(Records from a collection)

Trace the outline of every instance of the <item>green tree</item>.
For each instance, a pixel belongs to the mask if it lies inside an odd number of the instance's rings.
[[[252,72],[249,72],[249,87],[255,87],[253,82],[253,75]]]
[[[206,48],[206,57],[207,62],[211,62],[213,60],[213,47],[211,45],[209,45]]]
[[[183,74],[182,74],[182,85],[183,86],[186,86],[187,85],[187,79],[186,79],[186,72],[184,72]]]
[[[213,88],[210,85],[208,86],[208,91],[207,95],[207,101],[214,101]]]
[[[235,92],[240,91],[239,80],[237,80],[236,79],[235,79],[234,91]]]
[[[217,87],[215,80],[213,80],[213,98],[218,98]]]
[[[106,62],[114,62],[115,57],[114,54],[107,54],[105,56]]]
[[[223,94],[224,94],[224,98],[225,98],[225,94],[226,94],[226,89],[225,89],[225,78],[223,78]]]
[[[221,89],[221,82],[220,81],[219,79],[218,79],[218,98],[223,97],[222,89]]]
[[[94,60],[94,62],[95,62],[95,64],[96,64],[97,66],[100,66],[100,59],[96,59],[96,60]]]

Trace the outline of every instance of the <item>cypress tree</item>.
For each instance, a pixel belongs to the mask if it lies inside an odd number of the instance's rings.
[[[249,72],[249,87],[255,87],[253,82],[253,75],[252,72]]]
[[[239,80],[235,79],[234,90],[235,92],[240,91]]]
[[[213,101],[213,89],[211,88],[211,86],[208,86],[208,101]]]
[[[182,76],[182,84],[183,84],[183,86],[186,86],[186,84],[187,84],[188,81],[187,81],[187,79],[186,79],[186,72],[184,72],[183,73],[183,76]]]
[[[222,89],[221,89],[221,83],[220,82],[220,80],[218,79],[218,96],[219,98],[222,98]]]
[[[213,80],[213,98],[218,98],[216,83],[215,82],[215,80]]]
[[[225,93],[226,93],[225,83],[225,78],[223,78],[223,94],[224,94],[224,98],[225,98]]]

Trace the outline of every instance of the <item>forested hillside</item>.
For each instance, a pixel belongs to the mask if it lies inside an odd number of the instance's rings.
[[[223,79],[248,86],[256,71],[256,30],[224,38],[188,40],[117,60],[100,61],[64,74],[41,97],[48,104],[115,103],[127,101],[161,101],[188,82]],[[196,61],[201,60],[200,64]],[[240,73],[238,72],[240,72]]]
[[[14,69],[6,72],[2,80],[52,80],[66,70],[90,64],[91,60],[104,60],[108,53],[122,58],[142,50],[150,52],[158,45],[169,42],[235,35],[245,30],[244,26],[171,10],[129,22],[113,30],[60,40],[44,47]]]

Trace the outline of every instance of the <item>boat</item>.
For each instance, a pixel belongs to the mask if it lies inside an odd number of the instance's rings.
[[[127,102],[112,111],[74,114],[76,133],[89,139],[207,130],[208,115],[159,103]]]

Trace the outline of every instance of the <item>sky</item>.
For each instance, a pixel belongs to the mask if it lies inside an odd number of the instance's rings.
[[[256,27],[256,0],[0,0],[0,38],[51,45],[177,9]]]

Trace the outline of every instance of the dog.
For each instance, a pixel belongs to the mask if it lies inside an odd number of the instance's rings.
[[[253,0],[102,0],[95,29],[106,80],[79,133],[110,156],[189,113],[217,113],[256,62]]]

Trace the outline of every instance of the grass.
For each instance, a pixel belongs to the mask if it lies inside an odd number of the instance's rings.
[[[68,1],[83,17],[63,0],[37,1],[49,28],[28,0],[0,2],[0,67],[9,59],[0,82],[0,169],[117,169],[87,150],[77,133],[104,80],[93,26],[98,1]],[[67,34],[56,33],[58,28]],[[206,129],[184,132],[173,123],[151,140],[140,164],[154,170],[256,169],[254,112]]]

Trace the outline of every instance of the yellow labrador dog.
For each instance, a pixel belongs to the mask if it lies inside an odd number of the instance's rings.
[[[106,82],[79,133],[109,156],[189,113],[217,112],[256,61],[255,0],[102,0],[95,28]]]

• STATED EXERCISE: Take the lines from the one containing "Trace the outline of every instance of the <item>sky</item>." to the last line of the material above and write them out exactly.

• TASK SOLUTION:
Trace the outline of every instance of the <item>sky</item>.
For each instance, a pixel belongs to the mask if it lies inside an odd number of the instance's rings.
[[[256,27],[256,0],[0,0],[0,38],[51,45],[177,9]]]

Trace the outline of every instance of the dog.
For each instance, a pixel belongs to the mask if it lies inside an odd number of the instance's rings.
[[[253,0],[102,0],[95,29],[106,80],[79,133],[110,156],[189,113],[217,113],[256,62]]]

Trace the outline of every instance of the grass.
For each instance, a pixel belongs to the mask if it lies inside an odd number of the instance's rings.
[[[68,1],[83,17],[63,0],[37,1],[49,28],[28,0],[0,2],[0,67],[9,59],[0,82],[0,169],[117,169],[87,150],[77,133],[104,80],[93,26],[98,1]],[[67,34],[56,33],[58,28]],[[206,129],[184,132],[173,123],[151,140],[140,164],[154,170],[256,169],[254,112]]]

Trace the outline of every instance of the yellow labrador dog.
For each instance, a pixel belongs to the mask if it lies inside an odd number of the instance's rings.
[[[106,82],[79,133],[109,156],[189,113],[217,112],[256,61],[255,0],[102,0],[95,28]]]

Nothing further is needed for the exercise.